■ **Exercise aim**:
Read the data, and whenever a line holds the word "glass", report that line.

■ **Exercise material**:
◆ ◆ ◆ ◆

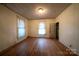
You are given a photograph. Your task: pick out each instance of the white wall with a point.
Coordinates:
(69, 26)
(8, 28)
(34, 25)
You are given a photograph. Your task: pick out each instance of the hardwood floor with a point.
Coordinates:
(39, 47)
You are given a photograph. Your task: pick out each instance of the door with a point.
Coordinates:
(57, 30)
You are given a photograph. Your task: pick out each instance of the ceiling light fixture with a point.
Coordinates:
(41, 10)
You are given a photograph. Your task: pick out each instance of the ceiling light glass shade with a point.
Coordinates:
(41, 10)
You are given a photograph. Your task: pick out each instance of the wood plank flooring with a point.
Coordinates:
(39, 47)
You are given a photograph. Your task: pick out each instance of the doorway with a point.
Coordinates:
(57, 30)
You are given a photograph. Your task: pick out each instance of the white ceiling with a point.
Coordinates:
(28, 10)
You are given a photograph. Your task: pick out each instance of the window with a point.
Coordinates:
(42, 28)
(21, 28)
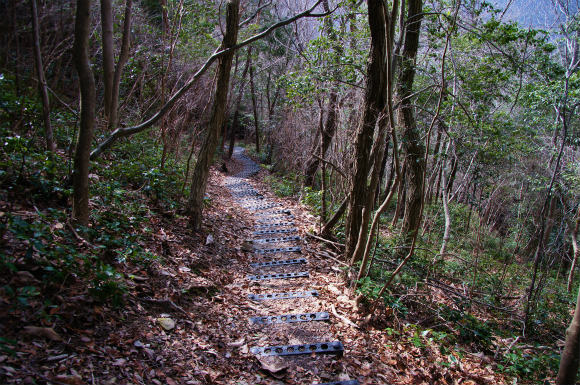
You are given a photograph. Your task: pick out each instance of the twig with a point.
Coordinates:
(321, 254)
(167, 302)
(343, 318)
(77, 236)
(337, 244)
(335, 167)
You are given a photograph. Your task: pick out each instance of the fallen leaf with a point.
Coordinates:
(38, 331)
(72, 380)
(273, 365)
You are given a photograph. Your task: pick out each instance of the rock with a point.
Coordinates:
(166, 323)
(274, 366)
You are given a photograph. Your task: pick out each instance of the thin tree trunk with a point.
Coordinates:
(236, 119)
(374, 102)
(445, 200)
(123, 57)
(570, 360)
(207, 151)
(335, 218)
(255, 109)
(123, 132)
(322, 146)
(108, 53)
(42, 88)
(575, 252)
(88, 104)
(411, 140)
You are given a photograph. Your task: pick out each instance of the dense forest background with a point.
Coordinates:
(436, 142)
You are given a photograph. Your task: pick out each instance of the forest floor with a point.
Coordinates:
(185, 318)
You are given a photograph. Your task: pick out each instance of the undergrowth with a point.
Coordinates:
(40, 246)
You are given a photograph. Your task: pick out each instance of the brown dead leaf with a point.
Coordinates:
(72, 380)
(38, 331)
(274, 366)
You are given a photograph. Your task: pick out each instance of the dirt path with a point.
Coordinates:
(202, 282)
(292, 331)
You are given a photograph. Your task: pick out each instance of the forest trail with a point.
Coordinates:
(293, 325)
(317, 292)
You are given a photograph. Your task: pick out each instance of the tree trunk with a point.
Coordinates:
(571, 355)
(236, 119)
(123, 57)
(374, 102)
(326, 230)
(445, 200)
(322, 146)
(411, 140)
(331, 119)
(88, 104)
(207, 151)
(42, 88)
(255, 109)
(575, 251)
(108, 53)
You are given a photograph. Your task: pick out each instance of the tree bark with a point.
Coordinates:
(88, 104)
(255, 109)
(568, 370)
(236, 119)
(42, 88)
(575, 251)
(445, 200)
(123, 57)
(108, 53)
(207, 151)
(411, 139)
(123, 132)
(331, 118)
(335, 218)
(374, 102)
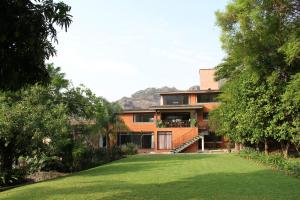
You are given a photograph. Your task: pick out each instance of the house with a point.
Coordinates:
(179, 123)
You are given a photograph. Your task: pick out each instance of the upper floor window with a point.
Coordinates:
(204, 98)
(176, 100)
(143, 117)
(205, 115)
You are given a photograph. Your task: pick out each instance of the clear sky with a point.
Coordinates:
(117, 47)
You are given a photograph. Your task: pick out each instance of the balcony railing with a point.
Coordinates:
(173, 123)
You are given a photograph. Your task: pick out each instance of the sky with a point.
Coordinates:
(117, 47)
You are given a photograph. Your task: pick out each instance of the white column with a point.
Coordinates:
(202, 142)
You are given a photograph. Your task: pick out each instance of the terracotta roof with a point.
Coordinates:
(191, 92)
(177, 107)
(139, 111)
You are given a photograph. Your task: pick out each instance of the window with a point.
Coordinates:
(143, 140)
(205, 116)
(176, 100)
(165, 140)
(212, 137)
(204, 98)
(143, 117)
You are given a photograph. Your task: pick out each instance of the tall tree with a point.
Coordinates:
(262, 42)
(26, 36)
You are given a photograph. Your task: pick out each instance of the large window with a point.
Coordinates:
(205, 115)
(204, 98)
(143, 117)
(176, 99)
(142, 140)
(165, 140)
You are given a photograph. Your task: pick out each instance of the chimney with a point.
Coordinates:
(207, 81)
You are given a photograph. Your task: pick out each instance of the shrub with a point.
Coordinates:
(13, 177)
(129, 149)
(275, 160)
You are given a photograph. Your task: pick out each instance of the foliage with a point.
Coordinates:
(275, 160)
(28, 117)
(55, 127)
(261, 39)
(28, 28)
(129, 149)
(193, 122)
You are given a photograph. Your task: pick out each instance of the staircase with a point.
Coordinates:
(186, 144)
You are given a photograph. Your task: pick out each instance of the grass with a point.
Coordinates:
(193, 176)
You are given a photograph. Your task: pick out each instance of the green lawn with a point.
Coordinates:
(193, 176)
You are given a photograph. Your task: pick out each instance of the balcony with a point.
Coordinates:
(176, 123)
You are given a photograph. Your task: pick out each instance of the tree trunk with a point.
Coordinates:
(229, 146)
(237, 146)
(285, 149)
(7, 160)
(266, 147)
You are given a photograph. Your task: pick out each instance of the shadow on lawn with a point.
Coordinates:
(142, 163)
(264, 184)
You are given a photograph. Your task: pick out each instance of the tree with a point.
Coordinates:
(26, 36)
(261, 39)
(27, 118)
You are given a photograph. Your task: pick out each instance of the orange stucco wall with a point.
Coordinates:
(207, 79)
(179, 135)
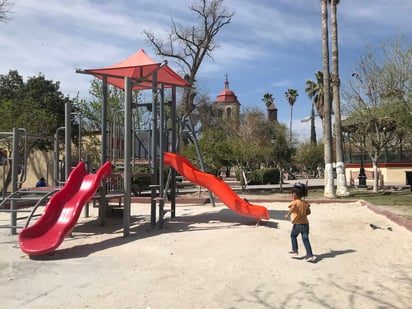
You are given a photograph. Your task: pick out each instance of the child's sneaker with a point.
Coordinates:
(310, 258)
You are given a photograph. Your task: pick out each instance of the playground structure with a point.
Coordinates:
(138, 72)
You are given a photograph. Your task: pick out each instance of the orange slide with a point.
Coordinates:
(62, 211)
(215, 185)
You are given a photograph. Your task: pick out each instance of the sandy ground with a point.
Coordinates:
(210, 257)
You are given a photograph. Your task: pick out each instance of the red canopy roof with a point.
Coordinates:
(139, 67)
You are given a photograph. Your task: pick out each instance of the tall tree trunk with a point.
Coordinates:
(327, 109)
(341, 189)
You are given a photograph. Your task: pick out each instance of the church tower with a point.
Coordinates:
(227, 104)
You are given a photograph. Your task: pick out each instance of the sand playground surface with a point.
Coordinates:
(210, 257)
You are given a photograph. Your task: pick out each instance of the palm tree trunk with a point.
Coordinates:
(327, 133)
(341, 189)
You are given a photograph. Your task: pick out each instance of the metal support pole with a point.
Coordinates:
(127, 154)
(68, 141)
(104, 121)
(56, 156)
(173, 149)
(14, 176)
(161, 159)
(153, 162)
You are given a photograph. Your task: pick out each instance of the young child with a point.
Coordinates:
(299, 210)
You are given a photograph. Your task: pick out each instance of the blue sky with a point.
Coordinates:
(269, 46)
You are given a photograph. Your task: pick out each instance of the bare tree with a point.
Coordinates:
(189, 45)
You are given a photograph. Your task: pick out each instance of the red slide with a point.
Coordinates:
(215, 185)
(62, 211)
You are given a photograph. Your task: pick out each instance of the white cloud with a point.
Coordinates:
(269, 46)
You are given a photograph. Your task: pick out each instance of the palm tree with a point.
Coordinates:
(341, 189)
(291, 96)
(327, 110)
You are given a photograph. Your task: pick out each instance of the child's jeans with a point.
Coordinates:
(304, 230)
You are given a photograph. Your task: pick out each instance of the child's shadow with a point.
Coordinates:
(328, 255)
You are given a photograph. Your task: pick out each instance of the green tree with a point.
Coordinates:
(309, 156)
(37, 105)
(377, 101)
(291, 96)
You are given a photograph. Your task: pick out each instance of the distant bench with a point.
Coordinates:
(354, 176)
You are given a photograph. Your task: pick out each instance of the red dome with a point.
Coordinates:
(226, 95)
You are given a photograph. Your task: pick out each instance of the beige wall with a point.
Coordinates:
(391, 175)
(39, 164)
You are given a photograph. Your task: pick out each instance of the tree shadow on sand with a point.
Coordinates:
(140, 228)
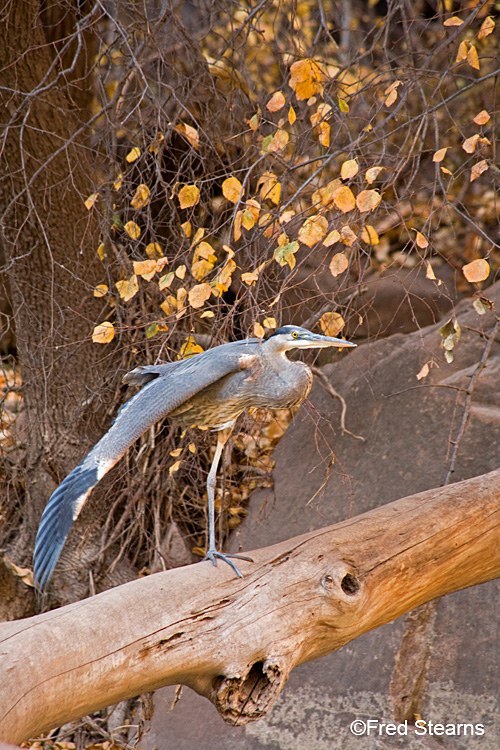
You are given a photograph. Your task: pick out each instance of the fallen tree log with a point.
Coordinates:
(236, 641)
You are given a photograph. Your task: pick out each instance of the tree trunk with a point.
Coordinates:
(49, 242)
(236, 641)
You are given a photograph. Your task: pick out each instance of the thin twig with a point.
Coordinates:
(331, 390)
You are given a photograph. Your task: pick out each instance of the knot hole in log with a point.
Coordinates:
(240, 700)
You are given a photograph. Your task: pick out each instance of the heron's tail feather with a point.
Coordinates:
(60, 512)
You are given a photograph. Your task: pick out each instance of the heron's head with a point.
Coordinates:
(295, 337)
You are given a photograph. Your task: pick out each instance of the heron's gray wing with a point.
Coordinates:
(173, 384)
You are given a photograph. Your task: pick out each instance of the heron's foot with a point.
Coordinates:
(213, 556)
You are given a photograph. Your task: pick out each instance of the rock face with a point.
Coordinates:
(441, 661)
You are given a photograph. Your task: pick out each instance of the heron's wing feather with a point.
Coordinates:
(173, 384)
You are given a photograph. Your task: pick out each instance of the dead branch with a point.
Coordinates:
(236, 641)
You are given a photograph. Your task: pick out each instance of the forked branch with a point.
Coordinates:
(236, 641)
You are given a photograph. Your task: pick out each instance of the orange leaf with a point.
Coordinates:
(331, 238)
(232, 189)
(199, 294)
(462, 52)
(103, 333)
(331, 323)
(472, 57)
(372, 174)
(469, 145)
(478, 170)
(188, 196)
(276, 102)
(349, 169)
(313, 230)
(278, 141)
(440, 154)
(482, 118)
(369, 235)
(486, 27)
(127, 288)
(338, 265)
(347, 236)
(344, 199)
(478, 270)
(367, 200)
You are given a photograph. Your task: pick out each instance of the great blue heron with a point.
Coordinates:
(210, 389)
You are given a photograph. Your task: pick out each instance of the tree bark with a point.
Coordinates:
(236, 641)
(49, 242)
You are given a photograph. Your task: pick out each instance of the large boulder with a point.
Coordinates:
(441, 662)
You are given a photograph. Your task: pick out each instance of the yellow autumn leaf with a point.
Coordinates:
(250, 277)
(367, 200)
(100, 290)
(305, 78)
(421, 241)
(103, 333)
(472, 57)
(347, 236)
(349, 169)
(369, 235)
(199, 294)
(331, 323)
(440, 154)
(482, 118)
(313, 230)
(331, 238)
(338, 264)
(169, 305)
(478, 169)
(127, 288)
(469, 145)
(166, 280)
(232, 189)
(200, 268)
(237, 225)
(278, 141)
(91, 200)
(487, 27)
(141, 197)
(270, 188)
(153, 250)
(188, 196)
(477, 271)
(132, 229)
(344, 199)
(133, 154)
(276, 102)
(372, 174)
(145, 268)
(462, 52)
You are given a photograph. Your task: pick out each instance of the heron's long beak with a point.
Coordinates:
(319, 341)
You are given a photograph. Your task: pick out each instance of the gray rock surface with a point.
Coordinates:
(450, 672)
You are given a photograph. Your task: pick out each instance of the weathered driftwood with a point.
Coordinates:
(236, 641)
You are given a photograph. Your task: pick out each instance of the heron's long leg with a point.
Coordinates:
(212, 553)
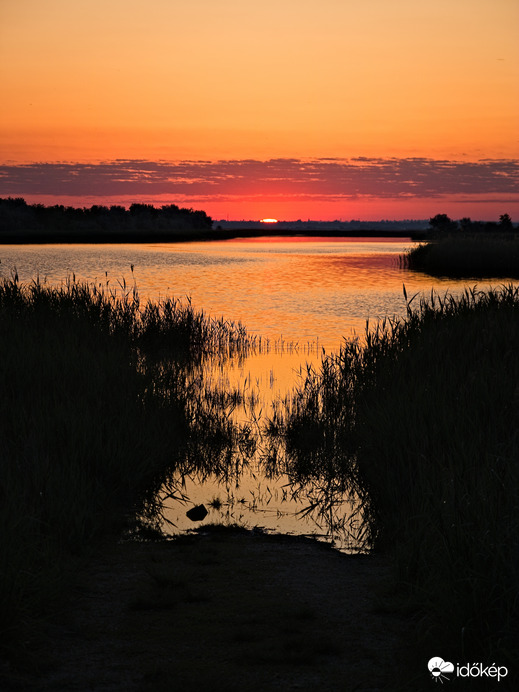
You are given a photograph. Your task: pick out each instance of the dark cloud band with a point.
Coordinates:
(325, 179)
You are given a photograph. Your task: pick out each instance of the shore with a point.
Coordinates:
(44, 238)
(220, 610)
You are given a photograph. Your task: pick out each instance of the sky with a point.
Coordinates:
(289, 109)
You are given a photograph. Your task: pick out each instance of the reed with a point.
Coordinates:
(422, 423)
(480, 255)
(101, 403)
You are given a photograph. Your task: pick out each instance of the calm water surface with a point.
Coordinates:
(304, 294)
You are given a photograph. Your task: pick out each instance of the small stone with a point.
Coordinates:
(197, 513)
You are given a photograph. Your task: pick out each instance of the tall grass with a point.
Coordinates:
(480, 255)
(422, 422)
(99, 405)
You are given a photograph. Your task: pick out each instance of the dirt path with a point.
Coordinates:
(223, 611)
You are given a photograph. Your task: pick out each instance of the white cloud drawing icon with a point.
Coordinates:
(438, 667)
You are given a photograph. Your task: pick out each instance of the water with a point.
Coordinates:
(306, 295)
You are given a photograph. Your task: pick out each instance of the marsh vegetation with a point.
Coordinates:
(100, 406)
(105, 408)
(422, 422)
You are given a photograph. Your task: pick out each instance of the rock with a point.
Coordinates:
(197, 513)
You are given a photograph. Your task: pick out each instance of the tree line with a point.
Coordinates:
(19, 218)
(441, 223)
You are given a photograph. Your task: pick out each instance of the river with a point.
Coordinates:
(305, 295)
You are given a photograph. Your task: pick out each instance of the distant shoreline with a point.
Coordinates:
(39, 238)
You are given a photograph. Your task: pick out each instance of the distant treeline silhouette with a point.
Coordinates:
(17, 218)
(441, 223)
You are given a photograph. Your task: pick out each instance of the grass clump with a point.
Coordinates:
(480, 255)
(96, 410)
(422, 422)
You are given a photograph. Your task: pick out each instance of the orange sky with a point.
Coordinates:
(231, 80)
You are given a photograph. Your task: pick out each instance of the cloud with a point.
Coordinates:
(312, 179)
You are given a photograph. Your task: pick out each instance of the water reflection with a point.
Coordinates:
(305, 296)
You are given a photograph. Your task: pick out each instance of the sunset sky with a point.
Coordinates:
(291, 109)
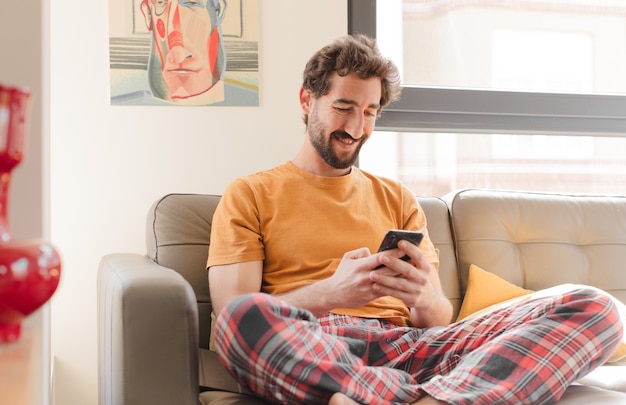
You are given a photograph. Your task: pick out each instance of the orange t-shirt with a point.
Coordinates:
(300, 225)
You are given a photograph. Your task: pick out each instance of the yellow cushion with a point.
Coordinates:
(487, 292)
(485, 289)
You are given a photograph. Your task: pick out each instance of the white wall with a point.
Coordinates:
(108, 164)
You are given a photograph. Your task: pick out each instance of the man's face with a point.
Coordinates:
(341, 121)
(187, 51)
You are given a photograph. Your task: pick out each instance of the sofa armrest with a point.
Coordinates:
(147, 334)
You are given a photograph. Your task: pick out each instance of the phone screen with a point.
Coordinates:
(390, 241)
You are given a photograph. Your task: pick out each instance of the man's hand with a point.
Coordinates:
(416, 283)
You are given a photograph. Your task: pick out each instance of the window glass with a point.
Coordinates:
(437, 163)
(516, 94)
(507, 45)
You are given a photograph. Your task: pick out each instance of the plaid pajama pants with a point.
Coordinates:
(525, 354)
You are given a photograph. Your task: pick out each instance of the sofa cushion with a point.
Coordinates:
(484, 290)
(540, 240)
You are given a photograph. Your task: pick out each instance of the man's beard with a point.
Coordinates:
(324, 146)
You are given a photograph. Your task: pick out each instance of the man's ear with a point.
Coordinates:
(305, 100)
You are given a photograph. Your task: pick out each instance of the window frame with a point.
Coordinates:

◆ ◆ ◆ ◆

■ **Reply to the task**:
You are given a photograph. Your task: pick out each instance of the ceiling light glass shade with a point.
You are given a photograph. Your task: pick out each instance of the window glass with a point.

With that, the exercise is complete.